==== Given entries ====
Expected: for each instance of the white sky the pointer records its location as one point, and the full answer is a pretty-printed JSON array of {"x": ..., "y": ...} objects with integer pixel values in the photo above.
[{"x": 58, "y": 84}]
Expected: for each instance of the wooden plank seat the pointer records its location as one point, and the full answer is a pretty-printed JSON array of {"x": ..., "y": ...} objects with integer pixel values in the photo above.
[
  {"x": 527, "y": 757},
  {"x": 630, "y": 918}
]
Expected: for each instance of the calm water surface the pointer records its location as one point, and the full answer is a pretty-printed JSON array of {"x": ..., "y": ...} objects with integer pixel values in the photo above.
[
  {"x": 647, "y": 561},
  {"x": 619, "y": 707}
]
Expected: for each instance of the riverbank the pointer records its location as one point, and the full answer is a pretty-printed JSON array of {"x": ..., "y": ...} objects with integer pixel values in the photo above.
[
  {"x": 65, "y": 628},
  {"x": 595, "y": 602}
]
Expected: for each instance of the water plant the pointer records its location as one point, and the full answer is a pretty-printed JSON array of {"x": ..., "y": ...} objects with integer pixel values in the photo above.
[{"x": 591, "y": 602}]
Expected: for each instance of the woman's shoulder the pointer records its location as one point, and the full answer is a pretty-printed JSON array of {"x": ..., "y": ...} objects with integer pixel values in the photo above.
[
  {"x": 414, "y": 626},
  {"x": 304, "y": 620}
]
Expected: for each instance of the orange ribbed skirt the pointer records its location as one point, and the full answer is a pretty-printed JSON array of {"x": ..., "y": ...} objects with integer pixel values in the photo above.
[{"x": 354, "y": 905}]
====
## Aim of the task
Render the data from the line containing "Expected: for each instance of the wooden" through the last line as a Markdown table with the columns Row and Data line, skipping any blank lines.

## The result
| Row | Data line |
|---|---|
| 1 | Expected: for each instance of the wooden plank seat the pointer records its location as one point, and the full answer is a pretty-printed JSON array of {"x": ..., "y": ...} objects with integer pixel values in the photo above. |
| 2 | [ |
| 3 |   {"x": 527, "y": 757}, |
| 4 |   {"x": 630, "y": 918} |
| 5 | ] |
| 6 | Expected: for each instance of the calm water surface the pointer records its location as one point, and the full answer is a pretty-printed JSON array of {"x": ..., "y": ...} objects with integer pixel values in the photo above. |
| 7 | [ |
| 8 |   {"x": 647, "y": 561}, |
| 9 |   {"x": 619, "y": 707} |
| 10 | ] |
| 11 | Expected: for each instance of the riverbank the pointer records its location as one point, and the full answer is a pretty-printed JSON array of {"x": ..., "y": ...} objects with integer pixel values in the photo above. |
| 12 | [ |
| 13 |   {"x": 65, "y": 628}, |
| 14 |   {"x": 595, "y": 602} |
| 15 | ] |
| 16 | Expected: for each instance of the water plant the pointer records its location as one point, and the full answer is a pretty-printed JSON array of {"x": ..., "y": ...} objects with integer pixel values in the photo above. |
| 17 | [{"x": 591, "y": 602}] |
| 18 | Expected: for each instance of the woman's shoulder the pointer records its location as one point, and the full answer is a pretty-printed JSON array of {"x": ..., "y": ...} objects with integer pixel values in the photo above. |
| 19 | [ |
| 20 |   {"x": 414, "y": 626}, |
| 21 |   {"x": 304, "y": 620} |
| 22 | ] |
| 23 | Expected: for each instance of the orange ribbed skirt the pointer records its location as one point, and the full answer is a pretty-printed JSON array of {"x": ..., "y": ...} objects with integer pixel values in the photo above. |
| 24 | [{"x": 354, "y": 905}] |